Unique venues include the Johnston Woods Retreat Center, which can sleep 82 people and has meeting spaces for groups of up to 225 for a banquet, and the Old Woolen Mill, which can handle groups of 100 people. The area has several familiar chain hotels with meeting spaces for smaller groups of around 50 people, including a Hampton Inn, a Fairfield Marriott and a La Quinta. The area has 1,700 lodge rooms in total.
Country music, whiskey and Civil War history permeate all facets of Franklin. Its beautiful historic downtown takes up 16 square blocks with locally owned shops, restaurants and live music venues. History buffs can tour a Civil War battlefield right in the middle of Franklin and visit three well-preserved Civil War-era homes. For fans of the state’s whiskey trail, Franklin has three distilleries with a wide range of tour and tasting experiences.
With 6,000 hotel rooms in town, there are plenty of lodging options with meeting spaces to choose from. The largest, the Franklin Marriott Cool Springs, is a full-service, 300-room hotel with a 29,000-square-foot conference center that can accommodate 1,200 people for a banquet and 1,900 theater style.
Among the unique venues is Gray’s on Main, a restaurant and live music venue that takes up a three-story building that used to be a pharmacy. It has kept the pharmaceutical theme and offers mid- to upper-end Southern cuisine, a pre-Prohibition brandy bar and a stage where top country music celebrities have performed. Puckett’s is a famous restaurant, grocery and live music venue. Its claim to fame is that several famous country music artists, including Jimmie Allen, were discovered there.
The Factory at Franklin is a former stove factory that has been converted into a shopping, dining, entertainment and event venue. The site has three different theater and performance halls that can be rented out for private events. For team building, Franklin offers cocktail and cooking classes.
A university town steeped in Civil War history, Murfreesboro offers visitors a number of important historical sites, including the Stones River National Battlefield and Cemetery, which commemorates one of the bloodiest battles of the Civil War, and the Bradley Academy Museum and Cultural Center, which teaches visitors about the importance of the U.S. Colored Troops during the war and the legacy of African Americans in the country.

--- --- ---

What you have to do:
Write out the entire passage on meeting venues, lodging and local history word for word. The material after this passage comes from a different source.

--- --- ---

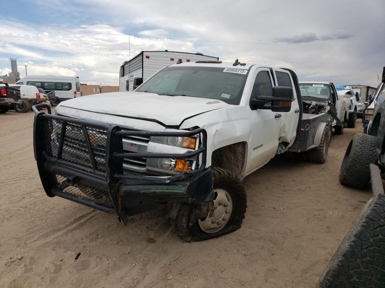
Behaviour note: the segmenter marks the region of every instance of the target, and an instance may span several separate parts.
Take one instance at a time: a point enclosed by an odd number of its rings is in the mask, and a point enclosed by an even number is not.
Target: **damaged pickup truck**
[[[276,154],[325,162],[333,117],[318,102],[303,113],[289,69],[179,61],[134,91],[68,100],[56,115],[33,106],[35,157],[49,196],[126,225],[167,205],[175,233],[200,241],[240,227],[241,180]]]

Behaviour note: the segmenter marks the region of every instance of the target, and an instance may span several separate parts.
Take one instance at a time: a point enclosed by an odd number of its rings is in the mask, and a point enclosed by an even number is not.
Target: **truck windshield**
[[[238,105],[248,72],[223,67],[169,67],[135,91],[217,99]]]
[[[327,84],[306,83],[300,84],[301,95],[303,97],[315,97],[328,99],[330,96],[330,85]]]

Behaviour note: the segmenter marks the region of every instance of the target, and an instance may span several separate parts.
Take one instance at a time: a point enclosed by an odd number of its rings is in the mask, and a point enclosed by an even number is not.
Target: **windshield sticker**
[[[248,70],[244,69],[234,69],[234,68],[226,68],[223,72],[230,72],[230,73],[238,73],[239,74],[245,74],[247,73]]]
[[[220,101],[216,100],[215,101],[210,101],[209,102],[206,102],[206,104],[214,104],[215,103],[220,103]]]

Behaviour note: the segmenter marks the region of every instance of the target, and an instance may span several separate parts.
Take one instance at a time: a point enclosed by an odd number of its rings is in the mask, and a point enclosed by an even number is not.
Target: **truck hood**
[[[56,111],[60,114],[61,107],[68,107],[177,126],[186,118],[231,106],[219,100],[127,91],[78,97],[61,102]]]

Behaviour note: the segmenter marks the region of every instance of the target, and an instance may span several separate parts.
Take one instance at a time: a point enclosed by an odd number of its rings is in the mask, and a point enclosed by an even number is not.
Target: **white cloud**
[[[153,30],[143,30],[138,32],[138,34],[143,36],[151,37],[159,37],[164,36],[168,34],[168,32],[163,29],[154,29]]]

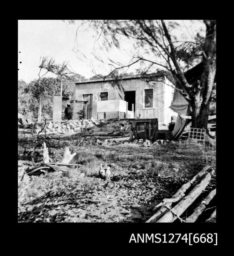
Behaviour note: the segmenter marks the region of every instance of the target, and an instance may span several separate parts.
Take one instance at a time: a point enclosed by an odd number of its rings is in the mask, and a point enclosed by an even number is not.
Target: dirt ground
[[[198,148],[171,143],[144,147],[124,140],[104,143],[110,138],[83,134],[44,138],[51,162],[60,160],[67,146],[76,153],[71,163],[83,166],[67,167],[66,173],[25,173],[19,179],[18,221],[144,222],[156,205],[171,197],[206,164]],[[19,169],[33,164],[32,145],[19,143]],[[34,153],[35,162],[42,160],[40,148]],[[154,158],[138,159],[139,154],[153,154]],[[115,159],[123,155],[136,159]],[[110,167],[109,183],[99,175],[101,164]],[[213,186],[215,179],[207,191]]]

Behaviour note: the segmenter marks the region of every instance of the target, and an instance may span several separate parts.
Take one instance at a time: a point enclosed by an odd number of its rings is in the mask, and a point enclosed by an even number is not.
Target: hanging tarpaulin
[[[173,99],[169,107],[173,111],[178,113],[175,127],[171,133],[172,138],[174,140],[176,140],[180,137],[188,123],[188,120],[181,117],[180,115],[189,114],[189,104],[180,91],[178,90],[175,90]]]
[[[173,111],[178,113],[179,115],[188,114],[189,103],[181,94],[180,91],[175,90],[173,99],[169,107]]]

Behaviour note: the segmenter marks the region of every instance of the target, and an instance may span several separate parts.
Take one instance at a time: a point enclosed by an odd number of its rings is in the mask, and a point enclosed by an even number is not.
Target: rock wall
[[[84,131],[95,132],[127,131],[129,128],[126,120],[69,120],[53,122],[47,120],[45,125],[46,134],[61,133],[65,134]],[[44,127],[44,122],[37,124],[35,132],[38,133]],[[44,129],[42,134],[44,133]]]

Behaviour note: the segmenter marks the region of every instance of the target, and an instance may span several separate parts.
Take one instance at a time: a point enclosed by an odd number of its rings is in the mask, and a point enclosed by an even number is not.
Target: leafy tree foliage
[[[207,128],[216,70],[216,20],[190,21],[190,28],[183,25],[183,21],[94,20],[81,22],[81,25],[88,23],[96,31],[96,38],[107,51],[113,47],[119,48],[124,38],[133,42],[135,50],[130,62],[125,65],[110,60],[112,70],[109,75],[137,63],[145,64],[146,67],[139,70],[141,74],[152,73],[157,67],[168,70],[181,91],[187,96],[192,108],[193,127]],[[198,23],[200,27],[192,31]],[[188,31],[187,35],[180,33],[184,27]],[[200,74],[192,81],[188,81],[184,73],[198,63],[202,64]]]

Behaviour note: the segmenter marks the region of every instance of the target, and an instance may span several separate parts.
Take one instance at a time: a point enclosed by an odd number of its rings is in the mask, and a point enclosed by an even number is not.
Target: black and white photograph
[[[216,206],[216,20],[18,20],[18,223]]]

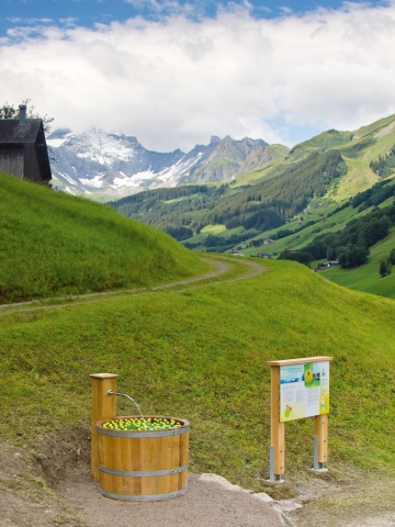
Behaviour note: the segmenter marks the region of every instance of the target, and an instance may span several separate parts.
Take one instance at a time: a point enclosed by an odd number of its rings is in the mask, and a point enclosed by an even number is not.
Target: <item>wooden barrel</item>
[[[116,417],[116,419],[139,416]],[[114,500],[156,501],[187,492],[189,423],[165,430],[112,430],[97,424],[100,492]]]

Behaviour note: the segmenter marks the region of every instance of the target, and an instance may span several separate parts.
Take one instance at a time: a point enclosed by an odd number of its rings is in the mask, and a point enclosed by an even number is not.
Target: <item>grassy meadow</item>
[[[216,256],[210,258],[217,259]],[[146,414],[191,423],[191,470],[266,489],[270,446],[268,360],[329,355],[329,467],[394,473],[395,302],[343,289],[304,266],[228,258],[223,281],[105,302],[0,316],[1,440],[34,445],[89,424],[89,373]],[[219,280],[219,279],[217,279]],[[134,414],[119,401],[119,414]],[[286,424],[286,474],[313,463],[313,419]]]
[[[0,303],[148,287],[202,272],[170,236],[0,172]]]

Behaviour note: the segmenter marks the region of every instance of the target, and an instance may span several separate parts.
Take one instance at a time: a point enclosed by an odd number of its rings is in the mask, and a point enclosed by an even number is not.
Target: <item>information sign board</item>
[[[328,360],[280,367],[280,422],[328,413]]]

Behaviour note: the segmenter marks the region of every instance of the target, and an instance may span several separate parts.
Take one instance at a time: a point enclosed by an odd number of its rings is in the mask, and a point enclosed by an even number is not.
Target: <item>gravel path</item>
[[[223,261],[217,260],[208,260],[206,258],[202,258],[203,261],[210,262],[216,267],[214,271],[211,271],[206,274],[202,274],[199,277],[188,278],[185,280],[178,280],[174,282],[163,283],[161,285],[156,285],[153,288],[138,288],[138,289],[128,289],[128,290],[114,290],[114,291],[103,291],[99,293],[88,293],[88,294],[79,294],[79,295],[69,295],[65,298],[54,298],[52,301],[54,303],[45,304],[47,300],[33,300],[30,302],[18,302],[13,304],[3,304],[1,305],[0,316],[9,315],[11,313],[23,313],[23,312],[32,312],[32,311],[41,311],[41,310],[55,310],[59,307],[67,307],[69,305],[80,305],[80,304],[92,304],[97,302],[103,302],[105,300],[113,300],[119,299],[122,296],[142,296],[146,294],[150,294],[153,291],[160,291],[166,290],[179,285],[189,285],[194,284],[198,282],[204,282],[211,280],[216,277],[221,277],[225,274],[229,270],[229,262],[235,261],[234,258],[221,258]],[[239,260],[240,261],[240,260]],[[259,265],[252,261],[242,260],[242,265],[248,268],[246,273],[240,274],[239,277],[235,277],[228,280],[218,280],[217,282],[207,281],[206,283],[196,284],[194,289],[198,288],[205,288],[207,285],[217,285],[222,283],[230,283],[237,282],[239,280],[247,280],[249,278],[256,277],[261,274],[264,269]],[[173,291],[174,293],[180,293],[180,290]]]
[[[190,475],[188,492],[162,502],[122,502],[103,497],[94,481],[67,482],[58,491],[91,527],[283,527],[274,502],[215,474]]]

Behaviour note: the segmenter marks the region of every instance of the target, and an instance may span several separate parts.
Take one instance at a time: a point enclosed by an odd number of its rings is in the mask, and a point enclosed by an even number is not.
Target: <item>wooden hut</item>
[[[19,119],[0,119],[0,170],[41,183],[52,179],[42,119],[27,119],[20,105]]]

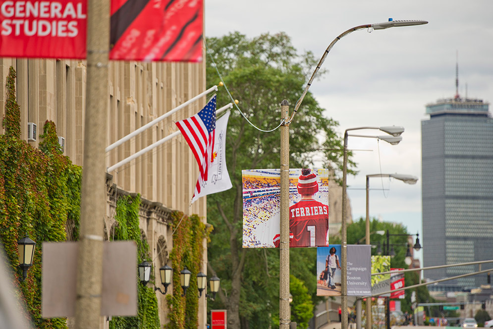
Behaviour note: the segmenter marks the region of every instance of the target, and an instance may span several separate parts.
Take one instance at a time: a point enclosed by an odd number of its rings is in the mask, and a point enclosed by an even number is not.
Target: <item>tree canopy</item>
[[[310,53],[298,54],[283,33],[249,39],[235,32],[208,38],[207,44],[216,63],[208,66],[208,85],[218,84],[219,71],[245,116],[263,130],[279,124],[283,100],[292,111],[317,63]],[[227,93],[219,89],[218,107],[230,102]],[[334,131],[337,124],[326,117],[309,92],[290,125],[290,167],[309,167],[316,159],[318,165],[330,169],[336,179],[342,165],[338,150],[342,148]],[[278,130],[258,130],[233,110],[226,154],[233,187],[208,196],[208,221],[214,227],[208,249],[209,271],[221,279],[219,298],[210,305],[227,310],[228,327],[233,329],[279,325],[278,250],[241,247],[241,170],[279,168],[280,138]],[[293,299],[305,301],[308,296],[316,302],[316,249],[293,248],[290,255],[290,273],[299,280],[292,292]],[[301,304],[299,312],[292,310],[292,320],[306,317],[310,304]],[[313,309],[309,313],[313,314]]]

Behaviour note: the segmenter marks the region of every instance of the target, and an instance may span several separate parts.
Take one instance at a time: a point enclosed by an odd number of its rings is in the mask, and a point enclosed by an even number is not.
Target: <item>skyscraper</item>
[[[458,84],[456,80],[456,86]],[[426,106],[421,123],[423,265],[493,259],[493,118],[482,100],[454,98]],[[493,267],[482,265],[484,270]],[[449,277],[478,265],[425,271]],[[486,274],[440,283],[460,290],[486,283]],[[434,287],[432,287],[433,288]]]

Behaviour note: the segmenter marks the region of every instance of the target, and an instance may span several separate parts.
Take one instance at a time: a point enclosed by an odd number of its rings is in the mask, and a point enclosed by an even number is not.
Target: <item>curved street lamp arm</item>
[[[324,61],[325,60],[326,57],[327,57],[327,54],[328,54],[329,52],[330,51],[331,49],[332,49],[332,47],[334,47],[334,45],[335,44],[335,43],[340,40],[341,38],[342,38],[343,37],[346,36],[346,35],[347,35],[348,34],[352,32],[354,32],[355,31],[357,31],[358,30],[362,30],[363,29],[367,29],[368,28],[370,28],[372,27],[372,25],[373,24],[365,24],[364,25],[359,25],[358,26],[355,26],[354,27],[351,28],[349,30],[347,30],[347,31],[342,32],[341,34],[339,35],[339,36],[337,36],[335,39],[334,39],[332,42],[330,43],[330,44],[329,45],[329,47],[327,47],[327,49],[326,50],[325,53],[324,53],[323,55],[322,55],[322,58],[320,58],[320,60],[319,61],[319,63],[317,64],[317,67],[315,68],[315,71],[314,71],[313,73],[312,73],[312,76],[310,78],[310,80],[308,80],[308,83],[306,84],[306,87],[305,87],[305,90],[303,90],[303,94],[301,94],[301,97],[300,97],[300,99],[298,100],[297,102],[296,102],[296,104],[294,107],[294,110],[293,110],[293,112],[291,113],[291,117],[289,118],[289,120],[287,122],[287,123],[291,123],[291,121],[292,121],[293,118],[294,117],[295,114],[296,114],[296,111],[298,111],[298,109],[300,107],[300,106],[301,105],[301,103],[303,102],[303,99],[305,98],[305,95],[306,95],[306,93],[308,92],[308,89],[310,88],[310,86],[312,85],[312,82],[313,81],[313,79],[315,79],[315,76],[317,75],[317,72],[319,71],[319,69],[322,66],[322,64],[324,63]]]

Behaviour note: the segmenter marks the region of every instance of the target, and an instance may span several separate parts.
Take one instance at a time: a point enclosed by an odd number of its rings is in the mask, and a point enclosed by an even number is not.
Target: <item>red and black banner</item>
[[[0,57],[86,58],[87,0],[0,0]]]
[[[112,0],[110,59],[202,60],[203,0]]]

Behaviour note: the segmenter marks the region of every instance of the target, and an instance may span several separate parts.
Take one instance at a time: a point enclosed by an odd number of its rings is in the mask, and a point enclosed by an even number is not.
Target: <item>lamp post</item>
[[[190,277],[191,274],[192,273],[188,271],[188,269],[186,267],[180,272],[180,283],[183,289],[183,294],[182,296],[185,296],[187,293],[187,289],[190,286]]]
[[[283,245],[285,245],[286,243],[289,245],[289,203],[288,202],[287,205],[284,205],[284,202],[283,201],[283,198],[285,198],[285,197],[284,195],[287,195],[288,196],[287,200],[289,201],[289,124],[291,121],[292,121],[293,118],[296,114],[296,112],[298,111],[298,109],[299,108],[300,106],[303,102],[303,99],[305,98],[305,96],[306,95],[307,93],[308,92],[308,89],[310,88],[310,86],[312,85],[312,83],[313,82],[313,80],[315,79],[315,76],[317,75],[317,73],[320,69],[320,67],[322,67],[322,64],[325,61],[326,58],[327,57],[327,55],[329,54],[329,52],[334,46],[335,43],[340,40],[341,38],[345,37],[345,36],[349,34],[351,32],[355,31],[357,31],[358,30],[362,30],[364,29],[373,29],[374,30],[383,30],[384,29],[388,28],[389,27],[393,27],[394,26],[409,26],[411,25],[417,25],[421,24],[428,24],[428,22],[424,20],[396,20],[394,21],[392,18],[389,18],[388,21],[384,22],[383,23],[379,23],[375,24],[366,24],[364,25],[359,25],[357,26],[355,26],[352,27],[349,30],[347,30],[344,32],[342,32],[341,34],[338,35],[337,37],[334,39],[332,42],[330,43],[329,47],[326,50],[325,52],[324,53],[324,55],[322,55],[322,58],[320,58],[320,60],[319,61],[318,64],[317,65],[315,69],[314,70],[313,73],[312,73],[312,76],[310,77],[310,80],[309,80],[308,82],[307,83],[306,86],[305,87],[305,89],[303,90],[303,93],[301,94],[301,97],[300,97],[299,99],[296,102],[296,104],[295,105],[294,109],[293,110],[293,112],[291,116],[289,117],[289,119],[287,119],[288,116],[288,110],[289,107],[288,105],[287,102],[285,100],[283,101],[281,104],[281,119],[282,120],[281,126],[280,128],[281,132],[281,141],[280,141],[280,223],[279,223],[279,230],[280,230],[280,247],[279,247],[279,329],[287,329],[289,328],[289,324],[290,323],[290,311],[289,311],[289,248],[288,249],[287,252],[283,251]],[[346,150],[345,148],[344,149],[344,156],[345,157],[347,157]],[[345,168],[346,165],[347,165],[347,160],[346,159],[344,161],[345,164],[344,164],[344,167]],[[344,169],[344,172],[343,172],[343,174],[345,176],[345,170]],[[285,170],[287,171],[287,175],[286,177],[283,177],[283,173],[285,172]],[[345,177],[344,177],[345,179]],[[286,181],[287,182],[287,185],[284,181]],[[345,180],[344,181],[344,184],[345,185]],[[343,189],[344,190],[343,193],[345,195],[345,187]],[[342,202],[345,204],[345,201],[344,199],[344,197],[343,197]],[[287,209],[284,209],[283,208],[287,206]],[[343,212],[345,213],[345,211],[344,210],[343,207],[342,210]],[[287,229],[286,228],[287,227]],[[344,225],[344,228],[345,228],[345,225]],[[345,232],[344,232],[344,237],[345,237]],[[343,250],[345,251],[346,246],[344,245]],[[287,258],[287,260],[286,260]],[[344,259],[345,261],[345,259]],[[345,263],[343,264],[344,266],[346,266]],[[345,273],[345,270],[344,270]],[[287,282],[286,282],[287,281]],[[345,287],[346,283],[343,282],[344,286]],[[344,325],[344,326],[342,327],[342,329],[346,329],[347,328],[347,301],[346,299],[346,296],[344,297],[344,301],[345,303],[346,307],[345,309],[343,309],[342,312],[343,315],[345,315],[345,320],[343,319],[343,322],[341,324]]]
[[[348,133],[348,131],[362,129],[377,129],[390,134],[391,136],[370,136],[367,135],[354,135]],[[346,179],[347,173],[347,139],[350,136],[358,137],[377,138],[385,141],[391,145],[395,145],[402,140],[400,134],[404,132],[404,128],[392,126],[392,127],[360,127],[346,129],[344,133],[344,154],[342,160],[342,200],[341,205],[342,219],[341,220],[341,328],[347,328],[347,249],[346,246],[346,220],[347,215],[346,211]],[[361,303],[360,300],[358,302]],[[367,318],[368,319],[368,318]],[[367,320],[367,323],[369,321]]]
[[[416,184],[418,177],[411,175],[398,173],[394,174],[372,174],[366,175],[366,221],[365,237],[366,244],[370,244],[370,178],[374,177],[388,177],[402,180],[406,184]],[[360,328],[357,328],[360,329]],[[372,329],[372,302],[371,299],[366,301],[366,329]]]
[[[17,251],[19,252],[19,267],[22,270],[23,281],[27,277],[27,270],[33,265],[33,258],[34,257],[34,248],[36,243],[26,236],[17,241]]]
[[[159,287],[154,287],[154,291],[159,290],[163,295],[166,294],[168,291],[168,286],[171,284],[171,274],[173,273],[173,269],[170,266],[165,265],[162,266],[159,269],[159,276],[161,277],[161,283],[164,286],[164,291],[163,292]]]
[[[139,267],[139,279],[140,283],[143,285],[147,284],[151,278],[151,269],[152,268],[152,264],[144,260],[142,263],[138,265]]]

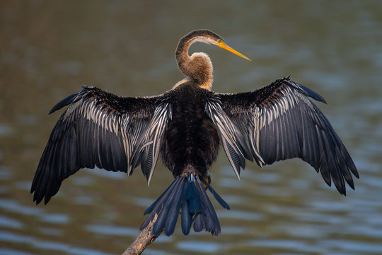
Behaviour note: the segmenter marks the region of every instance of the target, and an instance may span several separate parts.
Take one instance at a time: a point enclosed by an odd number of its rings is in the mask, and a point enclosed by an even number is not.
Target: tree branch
[[[156,236],[153,234],[153,225],[156,221],[157,217],[158,215],[156,215],[154,220],[141,231],[135,241],[130,244],[122,255],[139,255],[149,244],[155,241],[158,235]]]

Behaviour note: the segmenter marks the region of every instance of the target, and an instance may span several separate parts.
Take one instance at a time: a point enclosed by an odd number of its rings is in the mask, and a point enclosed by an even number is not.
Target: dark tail
[[[224,208],[229,210],[228,205],[211,187],[204,177],[190,174],[187,176],[177,176],[165,192],[146,210],[144,214],[150,214],[141,227],[141,230],[153,220],[158,218],[153,226],[153,234],[159,235],[164,230],[166,235],[174,232],[180,212],[182,231],[185,235],[190,233],[194,223],[194,231],[203,230],[217,236],[220,223],[207,196],[203,183]]]

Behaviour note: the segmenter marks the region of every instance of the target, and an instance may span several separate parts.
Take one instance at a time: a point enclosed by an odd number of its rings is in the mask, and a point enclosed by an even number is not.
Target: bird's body
[[[332,179],[341,193],[345,193],[345,181],[354,188],[351,173],[357,177],[358,173],[349,153],[308,98],[325,102],[320,96],[289,78],[252,92],[214,92],[208,56],[188,55],[195,42],[246,58],[213,32],[195,30],[179,42],[175,57],[186,78],[171,90],[126,98],[83,86],[53,108],[51,112],[69,106],[37,166],[31,188],[37,203],[44,198],[47,203],[64,178],[83,167],[130,175],[140,165],[150,182],[161,155],[175,180],[146,210],[150,215],[142,228],[156,215],[154,234],[163,230],[171,234],[180,212],[185,234],[193,225],[197,232],[217,235],[220,225],[206,189],[224,208],[229,207],[206,179],[220,145],[238,177],[245,159],[262,166],[299,157],[320,171],[328,184]]]

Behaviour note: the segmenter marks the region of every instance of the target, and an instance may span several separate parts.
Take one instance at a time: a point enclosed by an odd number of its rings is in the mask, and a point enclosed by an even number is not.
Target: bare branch
[[[153,221],[141,231],[134,242],[125,251],[122,255],[139,255],[147,246],[155,241],[158,235],[153,234],[153,225],[156,221],[158,215],[156,215]]]

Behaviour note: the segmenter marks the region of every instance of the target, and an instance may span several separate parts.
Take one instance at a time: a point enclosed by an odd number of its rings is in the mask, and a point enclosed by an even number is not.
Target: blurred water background
[[[221,151],[212,184],[218,237],[178,225],[144,252],[159,254],[382,254],[382,1],[0,1],[0,254],[120,254],[143,212],[167,187],[158,164],[147,187],[140,169],[81,170],[48,205],[29,190],[61,113],[59,100],[96,86],[121,96],[161,94],[183,78],[174,51],[189,31],[209,28],[253,60],[193,45],[214,63],[219,92],[291,78],[320,94],[318,106],[357,166],[356,191],[340,196],[301,160],[238,181]]]

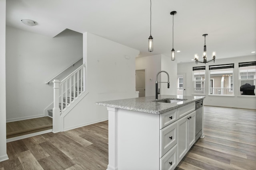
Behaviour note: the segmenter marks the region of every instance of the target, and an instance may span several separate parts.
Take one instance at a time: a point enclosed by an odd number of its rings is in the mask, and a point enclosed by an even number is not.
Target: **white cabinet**
[[[161,158],[177,143],[177,122],[160,130],[160,156]]]
[[[195,109],[194,102],[160,114],[108,108],[107,170],[174,169],[195,142]]]
[[[177,166],[177,145],[160,159],[160,170],[172,170]]]
[[[178,121],[178,163],[195,143],[196,111]]]

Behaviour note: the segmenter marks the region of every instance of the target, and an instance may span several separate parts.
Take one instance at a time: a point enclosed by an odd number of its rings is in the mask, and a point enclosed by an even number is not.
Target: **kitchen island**
[[[96,102],[108,111],[107,170],[174,169],[195,142],[195,102],[204,98],[159,95],[157,100]],[[166,99],[175,100],[161,102]]]

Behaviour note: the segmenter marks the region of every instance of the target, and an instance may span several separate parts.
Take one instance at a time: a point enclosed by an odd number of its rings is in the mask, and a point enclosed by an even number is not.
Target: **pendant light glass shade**
[[[215,56],[216,56],[216,51],[212,51],[212,59],[215,59]]]
[[[195,54],[194,59],[195,60],[198,60],[198,59],[199,59],[199,57],[198,56],[198,54]]]
[[[148,51],[153,51],[153,37],[151,35],[148,38]]]
[[[171,52],[171,59],[172,61],[175,60],[175,50],[172,49]]]
[[[172,11],[170,13],[172,16],[172,49],[171,52],[171,59],[172,61],[175,60],[175,50],[173,48],[173,26],[174,25],[173,17],[176,13],[177,12],[176,11]]]
[[[153,51],[153,37],[151,35],[151,0],[150,0],[150,36],[148,38],[148,51]]]

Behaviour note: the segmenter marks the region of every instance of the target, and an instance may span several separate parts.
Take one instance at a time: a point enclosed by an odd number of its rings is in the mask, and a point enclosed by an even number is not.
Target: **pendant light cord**
[[[173,25],[174,25],[174,14],[172,15],[172,49],[173,49]]]
[[[206,44],[205,43],[205,36],[206,35],[204,35],[204,45],[206,45]]]
[[[151,0],[150,0],[150,36],[151,36]]]

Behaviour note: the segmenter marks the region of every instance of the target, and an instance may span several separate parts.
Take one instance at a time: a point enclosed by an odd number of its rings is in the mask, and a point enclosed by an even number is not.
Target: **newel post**
[[[53,109],[52,109],[52,132],[60,131],[60,109],[59,107],[60,81],[54,80],[53,83]]]

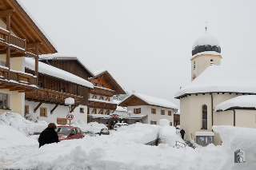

--- --- ---

Your solution:
Unique venues include the Johnston Woods Retreat Center, which can sleep 82 people and has meeting spaces for groups of up to 225 for a banquet, and the Old Woolen Mill, which can handle groups of 100 people. The area has several familiar chain hotels with meeting spaces for smaller groups of around 50 people, including a Hampton Inn, a Fairfield Marriott and a La Quinta. The area has 1,700 lodge rooms in total.
Country music, whiskey and Civil War history permeate all facets of Franklin. Its beautiful historic downtown takes up 16 square blocks with locally owned shops, restaurants and live music venues. History buffs can tour a Civil War battlefield right in the middle of Franklin and visit three well-preserved Civil War-era homes. For fans of the state’s whiskey trail, Franklin has three distilleries with a wide range of tour and tasting experiences.
With 6,000 hotel rooms in town, there are plenty of lodging options with meeting spaces to choose from. The largest, the Franklin Marriott Cool Springs, is a full-service, 300-room hotel with a 29,000-square-foot conference center that can accommodate 1,200 people for a banquet and 1,900 theater style.
Among the unique venues is Gray’s on Main, a restaurant and live music venue that takes up a three-story building that used to be a pharmacy. It has kept the pharmaceutical theme and offers mid- to upper-end Southern cuisine, a pre-Prohibition brandy bar and a stage where top country music celebrities have performed. Puckett’s is a famous restaurant, grocery and live music venue. Its claim to fame is that several famous country music artists, including Jimmie Allen, were discovered there.
The Factory at Franklin is a former stove factory that has been converted into a shopping, dining, entertainment and event venue. The site has three different theater and performance halls that can be rented out for private events. For team building, Franklin offers cocktail and cooking classes.
A university town steeped in Civil War history, Murfreesboro offers visitors a number of important historical sites, including the Stones River National Battlefield and Cemetery, which commemorates one of the bloodiest battles of the Civil War, and the Bradley Academy Museum and Cultural Center, which teaches visitors about the importance of the U.S. Colored Troops during the war and the legacy of African Americans in the country.